*TEXT SEGMENT*
[Start of Attachment]

Who is Kyrie Irving? NBA star at center of COVID vaccine issue is certainly one thing: complex
Who is Kyrie Irving?
Who is anyone?
In other words, who do we truly know?
Setting out to tell you who the Brooklyn Nets star is isn’t fruitless, but who most of us see is just a fraction of who that person is. Even with social media and interviews, we only know so much about a public figure. It’s why in this job I’ve tried to refrain from playing armchair psychologist.
Irving, like many of us, is complex: smart, thoughtful, stubborn, contrary, inquisitive, direct, enigmatic, iconoclastic, determined, confounding, kind, giving, deliberate, evasive, compassionate – and based on interactions with those close to him – loving.
When it comes to Irving’s NBA career, he is deliberate – where he plays, with whom he plays and now under the conditions in which he plays.
On Tuesday, the Nets parked Irving on the sideline until he can fully participate in all games – meaning Irving won’t play for Nets until he is vaccinated or New York City vaccine mandate.
The Nets are willing to go an entire season without Irving. Is Irving willing to go a whole season without basketball and forfeit $381,181 in salary per home game? It’s fascinating dichotomy, and while it’s just a game, it’s a high-stakes, ultra-competitive, billion-dollar game.
“You think I really want to give up on my dream to go after a championship? You think I really just want to give up my job?” Irving said on Instagram Live late Wednesday.

[End of Attachment]

*GIVEN RECORDS*
[Start of Attachment]

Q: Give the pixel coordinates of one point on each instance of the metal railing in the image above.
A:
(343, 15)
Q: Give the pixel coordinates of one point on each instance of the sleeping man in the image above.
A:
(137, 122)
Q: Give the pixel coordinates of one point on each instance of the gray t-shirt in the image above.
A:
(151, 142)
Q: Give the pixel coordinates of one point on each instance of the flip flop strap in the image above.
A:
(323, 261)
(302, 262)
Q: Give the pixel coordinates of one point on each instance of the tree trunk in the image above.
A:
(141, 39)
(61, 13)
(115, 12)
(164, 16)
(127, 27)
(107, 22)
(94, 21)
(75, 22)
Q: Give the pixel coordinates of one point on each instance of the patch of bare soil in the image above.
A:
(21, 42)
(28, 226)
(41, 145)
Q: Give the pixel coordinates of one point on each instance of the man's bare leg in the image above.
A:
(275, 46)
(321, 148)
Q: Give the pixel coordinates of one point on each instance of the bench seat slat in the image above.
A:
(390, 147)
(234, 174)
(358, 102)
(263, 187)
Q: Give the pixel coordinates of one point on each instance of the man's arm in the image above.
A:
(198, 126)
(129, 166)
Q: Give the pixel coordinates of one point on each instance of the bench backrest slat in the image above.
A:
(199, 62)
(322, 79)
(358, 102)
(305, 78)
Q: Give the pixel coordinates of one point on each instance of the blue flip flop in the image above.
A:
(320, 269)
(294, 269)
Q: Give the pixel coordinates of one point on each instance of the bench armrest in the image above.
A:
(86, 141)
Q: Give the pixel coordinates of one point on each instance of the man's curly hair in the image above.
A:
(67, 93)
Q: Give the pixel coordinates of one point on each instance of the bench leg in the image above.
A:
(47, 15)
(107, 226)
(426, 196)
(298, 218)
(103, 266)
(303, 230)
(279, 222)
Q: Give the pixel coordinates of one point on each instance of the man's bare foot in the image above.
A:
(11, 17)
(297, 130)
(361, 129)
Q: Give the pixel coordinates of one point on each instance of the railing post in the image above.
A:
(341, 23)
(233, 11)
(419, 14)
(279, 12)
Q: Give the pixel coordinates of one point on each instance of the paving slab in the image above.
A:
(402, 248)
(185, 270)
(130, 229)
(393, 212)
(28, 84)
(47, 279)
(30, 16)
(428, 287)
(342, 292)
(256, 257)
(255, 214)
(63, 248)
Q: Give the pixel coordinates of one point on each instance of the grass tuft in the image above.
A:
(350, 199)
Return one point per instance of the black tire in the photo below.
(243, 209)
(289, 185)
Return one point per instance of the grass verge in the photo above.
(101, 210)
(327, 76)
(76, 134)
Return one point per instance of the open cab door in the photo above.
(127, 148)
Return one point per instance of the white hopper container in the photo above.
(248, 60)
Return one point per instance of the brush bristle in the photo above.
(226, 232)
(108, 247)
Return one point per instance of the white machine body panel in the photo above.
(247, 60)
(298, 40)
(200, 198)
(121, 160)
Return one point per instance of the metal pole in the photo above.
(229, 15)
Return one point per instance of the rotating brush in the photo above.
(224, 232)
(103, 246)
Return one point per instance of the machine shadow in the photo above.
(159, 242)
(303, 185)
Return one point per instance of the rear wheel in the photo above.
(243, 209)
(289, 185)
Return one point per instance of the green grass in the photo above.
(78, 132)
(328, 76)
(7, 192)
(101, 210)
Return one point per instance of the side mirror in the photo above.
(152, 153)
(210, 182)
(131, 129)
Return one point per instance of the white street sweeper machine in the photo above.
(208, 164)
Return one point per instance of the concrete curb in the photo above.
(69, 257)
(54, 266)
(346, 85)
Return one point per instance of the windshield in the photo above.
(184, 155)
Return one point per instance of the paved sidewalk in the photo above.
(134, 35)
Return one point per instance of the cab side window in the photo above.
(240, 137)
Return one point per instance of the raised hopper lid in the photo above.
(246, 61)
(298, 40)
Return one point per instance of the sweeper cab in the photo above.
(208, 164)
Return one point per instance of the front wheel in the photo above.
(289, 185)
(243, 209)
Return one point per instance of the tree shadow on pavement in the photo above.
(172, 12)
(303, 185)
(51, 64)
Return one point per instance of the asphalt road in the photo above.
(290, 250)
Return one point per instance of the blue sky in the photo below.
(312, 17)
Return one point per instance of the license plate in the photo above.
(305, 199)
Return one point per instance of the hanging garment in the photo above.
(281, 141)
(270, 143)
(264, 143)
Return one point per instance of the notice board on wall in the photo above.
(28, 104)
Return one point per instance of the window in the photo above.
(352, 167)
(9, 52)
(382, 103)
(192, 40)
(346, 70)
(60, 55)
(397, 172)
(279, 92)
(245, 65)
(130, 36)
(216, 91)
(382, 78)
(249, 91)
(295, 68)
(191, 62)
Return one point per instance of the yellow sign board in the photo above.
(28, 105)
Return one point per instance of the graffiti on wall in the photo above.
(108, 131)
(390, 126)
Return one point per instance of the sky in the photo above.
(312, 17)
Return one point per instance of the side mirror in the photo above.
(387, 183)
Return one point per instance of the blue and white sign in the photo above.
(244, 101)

[End of Attachment]

*QUESTIONS TO ANSWER*
[A] According to the Kyrie Irving article, how much salary would Irving forfeit per home game?
[B] Reproduce the passage of the Kyrie Irving article starting with "The Nets are" and going on through "Live late Wednesday.".
The rows come from a separate source, not from the Kyrie Irving article.

*RESULTS FOR THE EXERCISE*
[A] $381,181

[B]
The Nets are willing to go an entire season without Irving. Is Irving willing to go a whole season without basketball and forfeit $381,181 in salary per home game? It’s fascinating dichotomy, and while it’s just a game, it’s a high-stakes, ultra-competitive, billion-dollar game.
“You think I really want to give up on my dream to go after a championship? You think I really just want to give up my job?” Irving said on Instagram Live late Wednesday.